Extract provided
This whole change was prompted by a user's request to be able
to do just that.  Well, actually, he wanted to be able to do

        set *(@code short *) myfunction = 0xabcd

Re: [RFC/RFA] gdb extension for Harvard architectures

[Andrew Cagney]

> Without change.  My contention is that the user is almost never going to
>> want to do what you just described.  Why make what the user is going to
>> want to do hard?
> 
> 
> This whole change was prompted by a user's request to be able
> to do just that.  Well, actually, he wanted to be able to do
> 
>         set *(@code short *) myfunction = 0xabcd


I think everyone is in agreement that not being able to frob an 
instruction location is a ``breakage''.  Can I guess they entered:

	set *(short *) myfunc = 0xabcd

I would.  And as I'm doing now, I would also be asking why I have to 
explicitly specify @code, when the cast operator already knows that my 
pointer is designating code space.

Andrew

Re: [RFC/RFA] gdb extension for Harvard architectures

[Michael Snyder]

Andrew Cagney wrote:
> 
> > Without change.  My contention is that the user is almost never going to
> >> want to do what you just described.  Why make what the user is going to
> >> want to do hard?
> >
> >
> > This whole change was prompted by a user's request to be able
> > to do just that.  Well, actually, he wanted to be able to do
> >
> >         set *(@code short *) myfunction = 0xabcd
> 
> I think everyone is in agreement that not being able to frob an
> instruction location is a ``breakage''.  Can I guess they entered:
> 
>         set *(short *) myfunc = 0xabcd
> 
> I would.  And as I'm doing now, I would also be asking why I have to
> explicitly specify @code, when the cast operator already knows that my
> pointer is designating code space.

Your intuition is counter to what GCC actually implements.
Your hypothetical user might have the same intuition as you, 
but if he's using GCC, then his intuition may actually be
the source of the bug he's trying to debug.  GCC evaluates
the expression:

	x = *(int *) &main;

by taking a value from data space.  I think GDB should be 
able to cut and paste the expression from the source code
and give the same result that the compiler gives.

Re: [RFC/RFA] gdb extension for Harvard architectures

[Jim Blandy]

Andrew Cagney <ac131313@cygnus.com> writes:
> Without change.  My contention is that the user is almost never going to 
> want to do what you just described.  Why make what the user is going to 
> want to do hard?

Michael's change makes what the user wants possible at all, which is
an improvement over the current situation.  You are asking for an
additional improvement, which can be discussed separately from
Michael's change.

But to answer the question anyway:

Sometimes it is better to leave what the user usually wants to do
somewhat hard, because making that specific case easy makes a lot of
other stuff even weirder.

You're essentially proposing:
- that a cast expression like (T) EXPR would not result in a value of
  type T, but some other type chosen to save the user's keystrokes, and
- that we make GDB evaluate expressions like `(int *) &main' differently
  from the way the compiler does.

Those set off warning bells, for me.  You can special-case this stuff
to make the naive user's behavior do the right thing want all you
want.  If you've ever had Microsoft Word correct your capitalization
or automatically munge your paragraph formatting, you know what the
resulting systems feel like to use.

Dataset extract

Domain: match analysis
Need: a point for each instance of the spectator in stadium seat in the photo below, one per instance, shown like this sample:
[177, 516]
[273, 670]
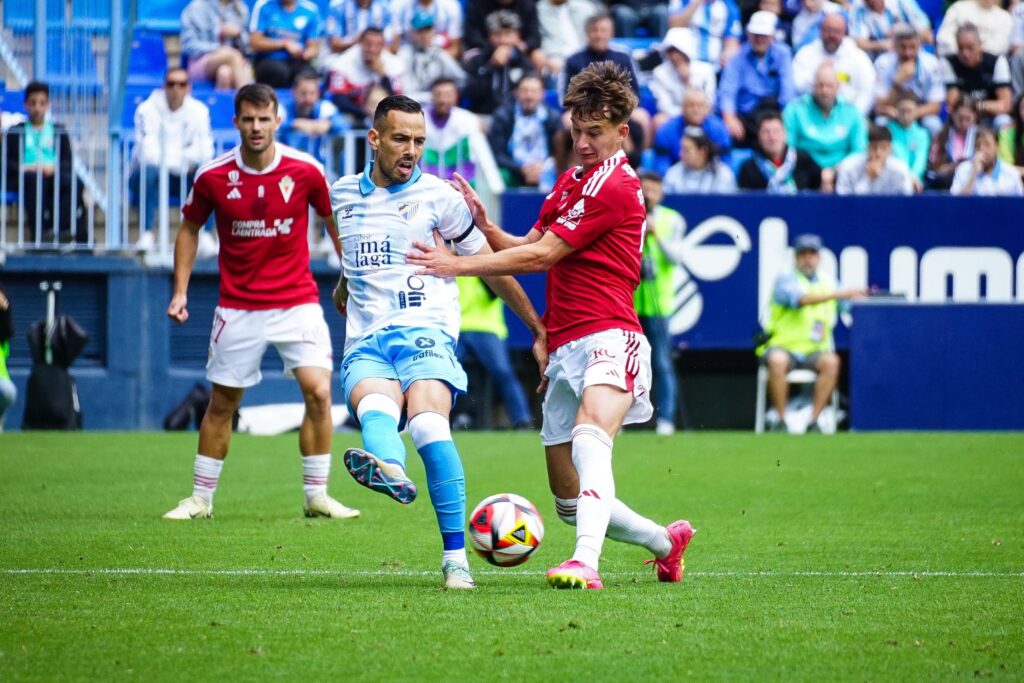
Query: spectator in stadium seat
[492, 74]
[172, 129]
[284, 36]
[907, 72]
[522, 134]
[450, 131]
[802, 313]
[652, 15]
[807, 23]
[679, 72]
[699, 170]
[424, 61]
[39, 157]
[309, 121]
[823, 124]
[717, 24]
[368, 63]
[910, 140]
[871, 25]
[986, 174]
[654, 298]
[477, 32]
[878, 171]
[775, 166]
[8, 392]
[448, 23]
[982, 76]
[953, 144]
[562, 30]
[214, 40]
[759, 78]
[853, 68]
[696, 112]
[993, 25]
[346, 19]
[482, 335]
[1012, 138]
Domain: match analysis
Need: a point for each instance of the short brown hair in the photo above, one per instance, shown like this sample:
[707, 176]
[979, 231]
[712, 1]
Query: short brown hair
[602, 90]
[255, 93]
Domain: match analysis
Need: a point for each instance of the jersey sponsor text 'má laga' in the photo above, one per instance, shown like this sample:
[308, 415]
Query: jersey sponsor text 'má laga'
[262, 221]
[601, 214]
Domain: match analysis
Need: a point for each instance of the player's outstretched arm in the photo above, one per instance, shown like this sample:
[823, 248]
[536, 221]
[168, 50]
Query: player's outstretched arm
[185, 247]
[497, 238]
[535, 257]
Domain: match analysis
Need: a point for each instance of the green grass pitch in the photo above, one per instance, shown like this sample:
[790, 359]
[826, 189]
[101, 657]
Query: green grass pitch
[854, 557]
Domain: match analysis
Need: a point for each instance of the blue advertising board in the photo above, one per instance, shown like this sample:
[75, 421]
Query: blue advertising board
[929, 248]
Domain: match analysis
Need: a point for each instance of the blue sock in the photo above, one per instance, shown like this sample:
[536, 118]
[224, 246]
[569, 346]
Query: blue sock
[380, 436]
[445, 478]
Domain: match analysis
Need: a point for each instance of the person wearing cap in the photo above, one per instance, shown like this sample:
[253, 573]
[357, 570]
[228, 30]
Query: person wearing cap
[758, 78]
[679, 72]
[802, 312]
[699, 170]
[346, 19]
[424, 61]
[493, 73]
[717, 24]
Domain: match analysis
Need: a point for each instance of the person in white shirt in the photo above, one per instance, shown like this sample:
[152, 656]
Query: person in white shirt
[172, 130]
[907, 71]
[877, 172]
[853, 67]
[679, 72]
[994, 26]
[986, 175]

Set task
Write the next part of the mailing-list thread about the gdb extension for Harvard architectures, picking up after its final sentence. The records have no connection to the thread.

Output for this task
In contrast, once you do explain to someone how to do what they want
under Michael's and my proposal, it makes sense, given the
architecture.  You can then correctly predict how a half-dozen other
weird things would be done.  All the rules you already know about
types apply naturally to the extension.

As I see it, these architectures have a discontinuity that we're
simply not accustomed to, though people in older times wouldn't have
been so surprised.  And we've provided a way to accurately describe
that sort of discontinuity; using our system, things "just work" that
can't be made to work without our system.

Re: [RFC/RFA] gdb extension for Harvard architectures

[Andrew Cagney]

> Andrew Cagney <ac131313@cygnus.com> writes:

> Michael's change makes what the user wants possible at all, which is
> an improvement over the current situation.  You are asking for an
> additional improvement, which can be discussed separately from
> Michael's change.

Ah! Thankyou!

> You're essentially proposing:
> - that a cast expression like (T) EXPR would not result in a value of
>   type T, but some other type chosen to save the user's keystrokes, and

Yes.

> - that we make GDB evaluate expressions like `(int *) &main' differently
>   from the way the compiler does.

and that this isn't defined at all.  It does have a loose definition on 
unified address space architectures.

> Those set off warning bells, for me.  You can special-case this stuff
> to make the naive user's behavior do the right thing want all you
> want.  If you've ever had Microsoft Word correct your capitalization
> or automatically munge your paragraph formatting, you know what the
> resulting systems feel like to use.

Have a look at the way GDB vs GCC implements ``func + 4'' for AIX.  We 
do this now.

Andrew

Re: [RFC/RFA] gdb extension for Harvard architectures

[Jim Blandy]

Andrew Cagney <ac131313@cygnus.com> writes:
> > - that we make GDB evaluate expressions like `(int *) &main' differently
> >   from the way the compiler does.
> 
> and that this isn't defined at all.  It does have a loose definition on 
> unified address space architectures.

Is is defined --- not by the standard, but by GCC.  It is very
important that GDB's expression evaluation match GCC's.

> > Those set off warning bells, for me.  You can special-case this stuff
> > to make the naive user's behavior do the right thing want all you
> > want.  If you've ever had Microsoft Word correct your capitalization
> > or automatically munge your paragraph formatting, you know what the
> > resulting systems feel like to use.
> 
> Have a look at the way GDB vs GCC implements ``func + 4'' for AIX.  We 
> do this now.

And indeed, that discrepancy is undesirable, right?  We should not
introduce more.

Re: [RFC/RFA] gdb extension for Harvard architectures

[Andrew Cagney]

>  Have a look at the way GDB vs GCC implements ``func + 4'' for AIX.  We 
>> do this now.
> 
> 
> And indeed, that discrepancy is undesirable, right?  We should not
> introduce more.

The above discrepency is very desireable, the last thing we want to do 
is fix GDB making it behave like GCC.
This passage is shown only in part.